*Your instructions*:
Please give again, word for word, each line that falls between the line with "Objective - one point per instance of the man's ear" and the end of the data, inclusive.

-------------------------

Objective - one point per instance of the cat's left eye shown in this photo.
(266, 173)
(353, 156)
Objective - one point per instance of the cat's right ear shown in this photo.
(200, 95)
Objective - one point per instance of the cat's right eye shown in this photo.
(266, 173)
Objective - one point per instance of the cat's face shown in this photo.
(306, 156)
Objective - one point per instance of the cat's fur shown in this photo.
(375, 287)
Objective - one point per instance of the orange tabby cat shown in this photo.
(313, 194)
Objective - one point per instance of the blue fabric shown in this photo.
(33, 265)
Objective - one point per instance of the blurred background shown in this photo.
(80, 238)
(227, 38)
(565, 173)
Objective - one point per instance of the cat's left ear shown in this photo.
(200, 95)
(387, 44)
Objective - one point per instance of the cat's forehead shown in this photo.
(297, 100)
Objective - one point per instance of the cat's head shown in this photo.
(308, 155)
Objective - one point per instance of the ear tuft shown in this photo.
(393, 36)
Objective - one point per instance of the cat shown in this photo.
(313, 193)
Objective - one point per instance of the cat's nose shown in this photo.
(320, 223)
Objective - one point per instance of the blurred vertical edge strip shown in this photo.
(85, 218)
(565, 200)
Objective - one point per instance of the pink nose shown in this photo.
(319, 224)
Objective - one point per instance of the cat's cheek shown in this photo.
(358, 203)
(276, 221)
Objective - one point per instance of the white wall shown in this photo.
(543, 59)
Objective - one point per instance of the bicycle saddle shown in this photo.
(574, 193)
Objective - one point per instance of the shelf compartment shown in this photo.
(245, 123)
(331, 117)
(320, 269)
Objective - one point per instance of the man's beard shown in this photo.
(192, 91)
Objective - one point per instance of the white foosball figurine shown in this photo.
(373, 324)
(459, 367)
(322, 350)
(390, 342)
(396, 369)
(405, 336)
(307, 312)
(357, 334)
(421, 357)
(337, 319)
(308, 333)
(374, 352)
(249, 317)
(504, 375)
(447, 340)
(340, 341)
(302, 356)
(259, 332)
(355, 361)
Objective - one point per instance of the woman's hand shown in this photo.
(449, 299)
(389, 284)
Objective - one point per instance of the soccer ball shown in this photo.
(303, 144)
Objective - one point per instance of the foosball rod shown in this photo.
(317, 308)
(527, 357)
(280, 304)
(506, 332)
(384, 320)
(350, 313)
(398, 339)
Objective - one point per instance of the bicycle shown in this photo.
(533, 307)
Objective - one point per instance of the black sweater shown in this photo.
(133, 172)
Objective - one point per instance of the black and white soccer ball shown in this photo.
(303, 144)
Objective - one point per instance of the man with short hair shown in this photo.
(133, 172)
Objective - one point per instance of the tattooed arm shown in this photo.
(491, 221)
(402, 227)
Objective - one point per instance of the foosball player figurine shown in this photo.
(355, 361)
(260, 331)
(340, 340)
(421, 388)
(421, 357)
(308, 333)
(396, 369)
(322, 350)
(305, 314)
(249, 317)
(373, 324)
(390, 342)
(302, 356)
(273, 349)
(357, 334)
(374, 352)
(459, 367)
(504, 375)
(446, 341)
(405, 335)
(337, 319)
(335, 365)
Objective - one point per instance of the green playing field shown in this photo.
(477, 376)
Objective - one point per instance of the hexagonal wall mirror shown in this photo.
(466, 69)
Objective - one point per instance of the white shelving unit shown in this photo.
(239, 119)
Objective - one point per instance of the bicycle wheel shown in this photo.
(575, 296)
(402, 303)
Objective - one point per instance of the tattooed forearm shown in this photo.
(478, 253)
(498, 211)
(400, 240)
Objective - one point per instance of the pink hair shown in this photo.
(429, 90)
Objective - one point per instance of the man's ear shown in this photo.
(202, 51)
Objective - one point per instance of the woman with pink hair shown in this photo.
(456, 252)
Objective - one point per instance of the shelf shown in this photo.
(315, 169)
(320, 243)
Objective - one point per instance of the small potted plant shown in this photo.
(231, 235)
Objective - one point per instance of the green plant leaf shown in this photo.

-------------------------

*Written solution*:
Objective - one point per instance of the man's ear shown in this photo.
(202, 51)
Objective - one point per instance of the woman with pink hair shown in this photo.
(456, 252)
Objective - one point per instance of the shelf shown in this photo.
(315, 169)
(320, 243)
Objective - one point per instance of the small potted plant shown in this photo.
(231, 235)
Objective - one point per instance of the green plant leaf shown in this photo.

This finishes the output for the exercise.